··· Source text

Net-leasing investment volume dropped 68.1% year-over-year to $8.1 billion in Q2, according to new research from CBRE Group. The decline for total U.S. commercial real estate over the same period was even greater at 69.9%.
Net leases, in which the tenant pays some or all of the property expenses in addition to rent, includes office, industrial and retail properties.
Office and retail leases fell, while leases for industrial properties increased. The average net lease cap rate was unchanged at 6.3% in Q2 due to limited investment activity.
Net-lease investment across all commercial property classes reached 20.2% of total commercial real estate investment in Q2 2020, up from 13.3% in Q1 2020–the sector’s highest percentage on record, a sign that investors continue to consider long-term leases and credit-worthy tenants to be safe investments during the recession.
Chicago, Philadelphia, Los Angeles, the Inland Empire and Dallas/Ft. Worth had the most net-lease investment volume in Q2. Investors also were increasingly interested in secondary and tertiary markets, with some of the largest four-quarter percentage investment gains occurring in Memphis, Austin, San Antonio and Cincinnati.
The industrial sector’s share of total net-lease investment increased to 48% in Q2 2020.
Retail’s share fell only moderately year-over-year to 25.4% from 28.7%, as investors remained attracted to retailers providing essential services, such as pharmacies and grocery stores.
The office sector, fell to 26.6% from 37.2% year-over-year.

······

** Assignment **
Write out the net-lease investment report word for word, from "Retail’s share fell" up to and including "and grocery stores.".

··· Stored data

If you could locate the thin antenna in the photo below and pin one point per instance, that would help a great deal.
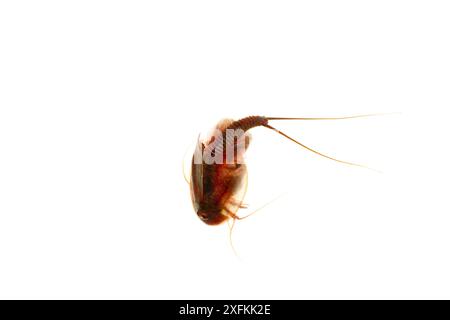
(317, 152)
(332, 118)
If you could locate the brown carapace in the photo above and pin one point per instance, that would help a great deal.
(218, 187)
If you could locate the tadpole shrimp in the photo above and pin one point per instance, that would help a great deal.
(218, 170)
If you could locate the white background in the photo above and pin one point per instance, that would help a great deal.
(99, 101)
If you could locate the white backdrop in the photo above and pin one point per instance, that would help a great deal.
(99, 101)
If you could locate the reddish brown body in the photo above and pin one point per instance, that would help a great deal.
(217, 189)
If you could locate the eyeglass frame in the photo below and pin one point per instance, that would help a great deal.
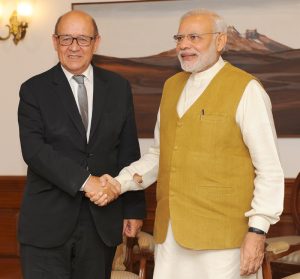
(76, 39)
(188, 36)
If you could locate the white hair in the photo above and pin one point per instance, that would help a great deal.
(219, 23)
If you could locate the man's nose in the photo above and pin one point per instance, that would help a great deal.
(74, 46)
(184, 43)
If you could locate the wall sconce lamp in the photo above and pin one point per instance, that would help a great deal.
(18, 21)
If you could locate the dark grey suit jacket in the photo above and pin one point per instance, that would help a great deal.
(59, 159)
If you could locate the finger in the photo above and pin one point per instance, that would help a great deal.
(101, 202)
(104, 179)
(96, 196)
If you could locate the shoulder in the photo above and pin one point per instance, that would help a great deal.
(179, 77)
(234, 71)
(43, 77)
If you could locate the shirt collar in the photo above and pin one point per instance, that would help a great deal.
(210, 71)
(88, 73)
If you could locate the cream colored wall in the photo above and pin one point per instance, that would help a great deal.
(35, 54)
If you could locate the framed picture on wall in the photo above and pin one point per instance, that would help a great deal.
(136, 42)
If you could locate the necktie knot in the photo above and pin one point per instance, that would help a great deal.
(79, 79)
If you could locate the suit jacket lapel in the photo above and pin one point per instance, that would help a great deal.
(99, 99)
(64, 91)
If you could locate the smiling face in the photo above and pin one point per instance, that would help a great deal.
(202, 53)
(75, 58)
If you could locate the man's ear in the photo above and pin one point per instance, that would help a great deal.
(55, 42)
(221, 41)
(97, 42)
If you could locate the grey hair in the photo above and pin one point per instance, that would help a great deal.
(219, 23)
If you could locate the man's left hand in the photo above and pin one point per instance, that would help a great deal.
(131, 227)
(252, 253)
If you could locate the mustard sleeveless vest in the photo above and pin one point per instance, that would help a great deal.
(205, 180)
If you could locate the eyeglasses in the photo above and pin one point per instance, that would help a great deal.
(67, 40)
(193, 38)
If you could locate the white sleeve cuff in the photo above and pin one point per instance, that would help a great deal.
(259, 222)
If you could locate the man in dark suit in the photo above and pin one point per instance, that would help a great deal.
(67, 144)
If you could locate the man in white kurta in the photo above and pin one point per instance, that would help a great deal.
(254, 118)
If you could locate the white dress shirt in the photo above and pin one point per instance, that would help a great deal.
(254, 117)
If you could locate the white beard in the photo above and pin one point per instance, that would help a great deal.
(203, 62)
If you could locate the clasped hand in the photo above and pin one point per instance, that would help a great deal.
(102, 190)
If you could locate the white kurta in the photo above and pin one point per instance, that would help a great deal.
(254, 117)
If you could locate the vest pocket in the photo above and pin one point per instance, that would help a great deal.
(213, 117)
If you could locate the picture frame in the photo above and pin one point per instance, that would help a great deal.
(275, 65)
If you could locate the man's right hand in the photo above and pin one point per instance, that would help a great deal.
(103, 190)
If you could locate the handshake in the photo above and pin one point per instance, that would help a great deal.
(102, 190)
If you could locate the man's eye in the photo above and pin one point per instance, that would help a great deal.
(65, 39)
(194, 37)
(179, 38)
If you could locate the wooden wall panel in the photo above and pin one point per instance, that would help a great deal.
(11, 190)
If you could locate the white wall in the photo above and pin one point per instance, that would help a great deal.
(35, 54)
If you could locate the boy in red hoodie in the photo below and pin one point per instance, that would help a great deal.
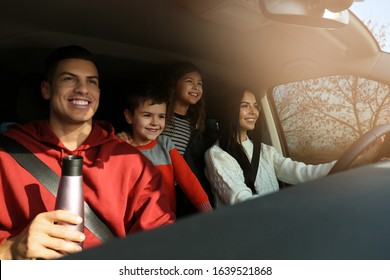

······

** Answer to this exercise **
Retail’s share fell only moderately year-over-year to 25.4% from 28.7%, as investors remained attracted to retailers providing essential services, such as pharmacies and grocery stores.